## Passage given:
——————————

Aylesbury Grammar School is a grammar school in Aylesbury situated in the English county of Buckinghamshire, which educates approximately 1300 students.

Founded in 1598 in Aylesbury, Buckinghamshire by Sir Henry Lee, Champion of Queen Elizabeth I, Aylesbury Grammar School celebrated 100 years on its current site in Walton Road in 2007. It is commonly referred to by its students, staff and others in the local area by the abbreviation AGS.

Admissions
As a selective state school, its entry requirements are dictated by the Buckinghamshire Transfer Test, formerly known as the '11-plus'. The school also takes students from outside the catchment area or out of county locations such as Thame and Milton Keynes, if spaces remain after all qualified in-catchment candidates have taken up their places.

The school educates boys from the age of 11, in Year 7, through to the age of 18, in Year 13. The school has its largest intakes at Year 7 followed by Year 12. On completing GCSEs, the vast majority of students stay on to complete their A-levels at the school's Sixth Form.

The school is situated east of the town centre on the southern side of the A41, between Walton (to the west) and Victoria Park (to the east). This site was built and opened in 1907, replacing an earlier building in St. Mary's Square in the town centre, which now forms part of the Buckinghamshire Museum.

Specialist status
In September 1997 the school was awarded specialist school status in Technology, and later successfully gained Science College status as its primary specialism. In April 2006 AGS gained a second college status as a Language College and then gained a second secondary college status in Maths and Computing in January 2008. The Specialist School programme was ended by the Government in 2010.

Academy status
In July 2011 the school became an Academy.

History

Single sex school
The school was created as a boys school from 1598 until 1907 when the school relocated to a new site on Walton Road, where it remains to this day. One condition, in order to receive funding for the new premises, was for the school to become co-educational. In the mid-1950s the school was rapidly outgrowing its site and so plans for a new school were made and the Council decided to reinstate the single-sex status and in 1959 the girls of Aylesbury Grammar School moved into their new school on the opposite side of the road, now called Aylesbury High School.

The current Headmaster is Mark Sturgeon who took over from Stephen Lehec at the start of the 2014–15 academic year.

——————————

## Record list:

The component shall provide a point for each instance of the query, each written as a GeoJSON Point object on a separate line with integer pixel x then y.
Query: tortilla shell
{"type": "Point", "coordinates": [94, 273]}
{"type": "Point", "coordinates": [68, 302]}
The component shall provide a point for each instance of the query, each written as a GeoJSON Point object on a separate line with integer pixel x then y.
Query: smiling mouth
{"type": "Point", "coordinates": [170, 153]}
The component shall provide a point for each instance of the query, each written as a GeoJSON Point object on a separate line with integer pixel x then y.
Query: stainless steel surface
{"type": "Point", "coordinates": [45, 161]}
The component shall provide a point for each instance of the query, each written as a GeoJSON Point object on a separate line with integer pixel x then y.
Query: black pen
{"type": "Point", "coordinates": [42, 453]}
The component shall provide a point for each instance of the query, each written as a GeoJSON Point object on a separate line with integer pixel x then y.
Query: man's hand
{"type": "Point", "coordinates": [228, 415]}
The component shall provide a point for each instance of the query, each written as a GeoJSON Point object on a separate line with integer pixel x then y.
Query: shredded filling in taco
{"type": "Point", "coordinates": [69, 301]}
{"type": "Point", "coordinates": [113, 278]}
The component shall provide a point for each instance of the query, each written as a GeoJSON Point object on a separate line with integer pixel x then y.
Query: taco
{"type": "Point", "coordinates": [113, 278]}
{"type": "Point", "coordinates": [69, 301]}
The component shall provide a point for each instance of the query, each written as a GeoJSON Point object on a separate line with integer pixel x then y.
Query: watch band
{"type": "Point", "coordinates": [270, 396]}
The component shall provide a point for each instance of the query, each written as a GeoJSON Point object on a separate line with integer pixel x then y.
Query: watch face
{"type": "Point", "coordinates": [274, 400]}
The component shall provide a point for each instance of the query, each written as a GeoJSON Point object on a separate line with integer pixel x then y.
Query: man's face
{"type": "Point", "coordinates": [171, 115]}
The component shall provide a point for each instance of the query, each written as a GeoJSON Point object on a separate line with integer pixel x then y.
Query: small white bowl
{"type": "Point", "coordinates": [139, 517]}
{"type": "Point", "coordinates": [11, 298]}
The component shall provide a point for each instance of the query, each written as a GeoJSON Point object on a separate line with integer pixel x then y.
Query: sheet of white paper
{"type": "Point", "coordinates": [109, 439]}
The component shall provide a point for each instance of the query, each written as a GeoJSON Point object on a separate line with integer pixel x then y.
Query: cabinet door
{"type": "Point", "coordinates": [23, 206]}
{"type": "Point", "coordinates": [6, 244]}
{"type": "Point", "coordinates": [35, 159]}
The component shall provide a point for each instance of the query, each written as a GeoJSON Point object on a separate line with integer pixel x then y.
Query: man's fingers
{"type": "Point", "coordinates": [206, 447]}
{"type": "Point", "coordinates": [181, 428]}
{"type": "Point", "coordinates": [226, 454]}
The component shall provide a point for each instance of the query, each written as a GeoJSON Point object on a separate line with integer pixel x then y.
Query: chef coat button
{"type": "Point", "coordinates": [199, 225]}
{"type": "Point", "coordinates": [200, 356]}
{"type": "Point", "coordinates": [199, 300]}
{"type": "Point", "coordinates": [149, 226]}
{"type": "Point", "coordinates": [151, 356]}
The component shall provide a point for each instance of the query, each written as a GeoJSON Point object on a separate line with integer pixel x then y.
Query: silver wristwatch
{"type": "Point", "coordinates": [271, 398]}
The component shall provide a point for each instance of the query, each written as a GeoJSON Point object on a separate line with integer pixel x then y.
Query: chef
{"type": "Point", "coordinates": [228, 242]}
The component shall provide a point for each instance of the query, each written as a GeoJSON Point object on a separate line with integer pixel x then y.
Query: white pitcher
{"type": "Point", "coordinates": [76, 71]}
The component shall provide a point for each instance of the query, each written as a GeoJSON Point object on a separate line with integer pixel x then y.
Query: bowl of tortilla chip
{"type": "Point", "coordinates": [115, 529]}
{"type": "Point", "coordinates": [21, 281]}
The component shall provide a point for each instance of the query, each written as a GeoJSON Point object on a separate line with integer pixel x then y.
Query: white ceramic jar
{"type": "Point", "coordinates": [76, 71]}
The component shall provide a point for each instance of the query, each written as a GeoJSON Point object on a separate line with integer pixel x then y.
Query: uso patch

——————————

## Challenges:
1 - Answer these questions from the passage about Aylesbury Grammar School, labeling each answer (a), (b), or (c):
(a) Who founded the school, and in what year?
(b) In what month and year did the school become an Academy?
(c) The earlier building in St. Mary's Square now forms part of what?
2 - Carry on the passage about Aylesbury Grammar School from its final sentence.

## The responses:
1 -
(a) Sir Henry Lee, Champion of Queen Elizabeth I, in 1598.
(b) July 2011.
(c) The Buckinghamshire Museum.

2 -
Houses
Each student is placed into one of six Houses upon starting at the school, students are generally separated from others who they went to the same primary school with. The six houses are:

House trophy competitions
Each year, the school Houses compete in two trophy competitions: The Brodie Trophy (Sports) and The Watson Trophy (Arts). The Brodie Trophy was first contested in 1939 and was named in memory of Mr Palmer Brodie, a popular teacher involved in organising extra-curricular activities who died in a car crash in 1938. The Watson Trophy was first contested in 1968 and was named in memory of Colonel F.W. Watson, a former Chair of the Governing Body and friend of the school who died in 1966. In the current era the two trophies include the following events - Brodie (Athletics, Badminton, Basketball, Cross-Country, Football, Rugby, Squash, Swimming and Tennis), and Watson (Art, Chess, Music, Public Speaking, Quiz and Writing).

At the end of each event the houses gain points for their placements and at the end of the year, these points are tallied up and a winner is declared for each trophy.

Students have one House assembly per week.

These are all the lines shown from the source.